:: DATASET RECORDS ::

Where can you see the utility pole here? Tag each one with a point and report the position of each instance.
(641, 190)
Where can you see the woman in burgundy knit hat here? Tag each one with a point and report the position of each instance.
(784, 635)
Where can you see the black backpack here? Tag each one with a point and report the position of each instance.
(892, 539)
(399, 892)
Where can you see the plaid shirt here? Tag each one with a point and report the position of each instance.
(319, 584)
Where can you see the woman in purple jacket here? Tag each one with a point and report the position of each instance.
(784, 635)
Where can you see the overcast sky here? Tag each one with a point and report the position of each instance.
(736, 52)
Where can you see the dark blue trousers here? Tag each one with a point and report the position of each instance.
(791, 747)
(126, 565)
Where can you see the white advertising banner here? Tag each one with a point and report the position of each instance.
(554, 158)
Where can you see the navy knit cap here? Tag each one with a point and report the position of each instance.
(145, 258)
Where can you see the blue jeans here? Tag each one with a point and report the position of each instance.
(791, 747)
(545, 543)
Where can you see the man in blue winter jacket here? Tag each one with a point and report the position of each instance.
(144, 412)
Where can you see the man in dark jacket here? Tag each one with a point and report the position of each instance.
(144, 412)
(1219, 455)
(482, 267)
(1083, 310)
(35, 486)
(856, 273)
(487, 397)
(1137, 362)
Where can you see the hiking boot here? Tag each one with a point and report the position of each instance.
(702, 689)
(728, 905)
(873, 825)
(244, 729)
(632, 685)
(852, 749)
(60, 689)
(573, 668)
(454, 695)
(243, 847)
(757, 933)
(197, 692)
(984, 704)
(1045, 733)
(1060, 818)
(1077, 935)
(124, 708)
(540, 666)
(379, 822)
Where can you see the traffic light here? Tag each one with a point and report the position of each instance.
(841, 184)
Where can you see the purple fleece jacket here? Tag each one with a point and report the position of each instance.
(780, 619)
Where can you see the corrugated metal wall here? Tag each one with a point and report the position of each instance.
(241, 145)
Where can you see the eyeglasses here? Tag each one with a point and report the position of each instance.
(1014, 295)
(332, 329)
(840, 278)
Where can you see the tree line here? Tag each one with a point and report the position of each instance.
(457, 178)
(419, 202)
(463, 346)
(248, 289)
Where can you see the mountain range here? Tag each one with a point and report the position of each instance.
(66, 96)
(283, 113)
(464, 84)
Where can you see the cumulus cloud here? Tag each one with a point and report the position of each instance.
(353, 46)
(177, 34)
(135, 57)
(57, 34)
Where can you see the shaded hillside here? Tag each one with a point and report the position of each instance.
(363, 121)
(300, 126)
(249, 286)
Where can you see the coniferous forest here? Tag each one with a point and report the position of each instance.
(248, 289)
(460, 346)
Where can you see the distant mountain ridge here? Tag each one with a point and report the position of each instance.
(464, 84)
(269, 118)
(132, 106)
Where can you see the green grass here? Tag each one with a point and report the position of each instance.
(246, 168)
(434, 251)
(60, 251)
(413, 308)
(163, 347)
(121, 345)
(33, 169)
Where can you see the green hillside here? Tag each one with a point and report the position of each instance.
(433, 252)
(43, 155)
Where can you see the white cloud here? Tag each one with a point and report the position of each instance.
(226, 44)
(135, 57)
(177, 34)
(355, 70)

:::

The records above are to be printed out again exactly, without omission.

Where can you see the utility pole here? Tag each one with a point and report the position of each instance.
(641, 190)
Where can you see the woman in burgundy knit hat here? Tag each one with a point and report the position of each instance.
(784, 635)
Where can you see the black backpack here? Tag each one with a point and report the position of each instance.
(892, 539)
(399, 892)
Where can you see the plaid shirt here? Tag each one with a point and report the position of each instance.
(319, 584)
Where can you see the woman in purple jacket here? Tag each one with a point and report the position of each instance.
(784, 635)
Where can you see the overcast sky here? Tag each one with a point and report the position of each instance.
(736, 52)
Where can you see the dark blue trousers here? Tag each one with a point and report the position of each instance.
(791, 747)
(126, 565)
Where can you see the white advertising banner here? Tag each one with a point and report the position of each instance.
(554, 158)
Where can you see the navy knit cap here? Tag each one with a point and report the position of each instance.
(145, 258)
Where can you see the blue jeans here? Tag each one with a point and report the position of each instance.
(791, 747)
(545, 543)
Where can you see the man in blue winter jacket here? Tag each one with a point and report the position of each instance.
(144, 412)
Where can you see the man in dark jacket here? Tag each one with a point and report the position of each instance.
(144, 412)
(1219, 455)
(482, 267)
(1083, 310)
(35, 486)
(856, 273)
(487, 397)
(1137, 362)
Where can you see the hiking boot here? Tag each one with a point and report the position of each instance.
(702, 689)
(728, 905)
(873, 825)
(244, 729)
(632, 685)
(852, 749)
(60, 689)
(573, 668)
(454, 695)
(243, 847)
(757, 933)
(197, 692)
(984, 704)
(1045, 733)
(1060, 818)
(1077, 935)
(124, 708)
(540, 666)
(379, 822)
Where can you see the traffic light here? Tag each one with a point and report the position of each instance.
(841, 184)
Where can you see the purple fleece jacket here? Tag each one with a point and report the position of each instance.
(780, 619)
Where can you see the corrugated metal wall here? Tag each one with a point and report the position of each instance.
(241, 145)
Where can you see the eyeglasses here? Tag each one with a point and report the position of each instance.
(1014, 295)
(332, 329)
(840, 278)
Where can you see the tree line here? Tag each one with a point and report the position of each instance.
(457, 178)
(419, 202)
(463, 346)
(248, 289)
Where can you see the mountain range here? Tag each one with a point and report the position of each instance.
(66, 96)
(283, 113)
(464, 84)
Where can you see the cumulus cloud here? Tag each one with a point and report the position of each instance.
(353, 46)
(177, 34)
(135, 57)
(57, 34)
Where can you see the shaded hillside here? Tag each one with a point and report the position of each instance.
(363, 121)
(300, 126)
(249, 286)
Where can you see the coniferous forest here? Tag each one with a point and report the position of each instance.
(248, 289)
(460, 346)
Where can you see the distant mountain ridge here? Tag each one with a point and report the position of each instance.
(464, 84)
(269, 118)
(132, 106)
Where can you see the green grass here? Tag each one with a point and report the position of each instance.
(246, 168)
(434, 251)
(60, 251)
(413, 308)
(163, 347)
(121, 345)
(33, 169)
Where can you see the green hillside here? Tag each one with a point and report the position of each instance.
(433, 252)
(43, 155)
Where can you see the white cloud here? Tag each one with a point and report the position of each instance.
(226, 44)
(135, 57)
(177, 34)
(355, 70)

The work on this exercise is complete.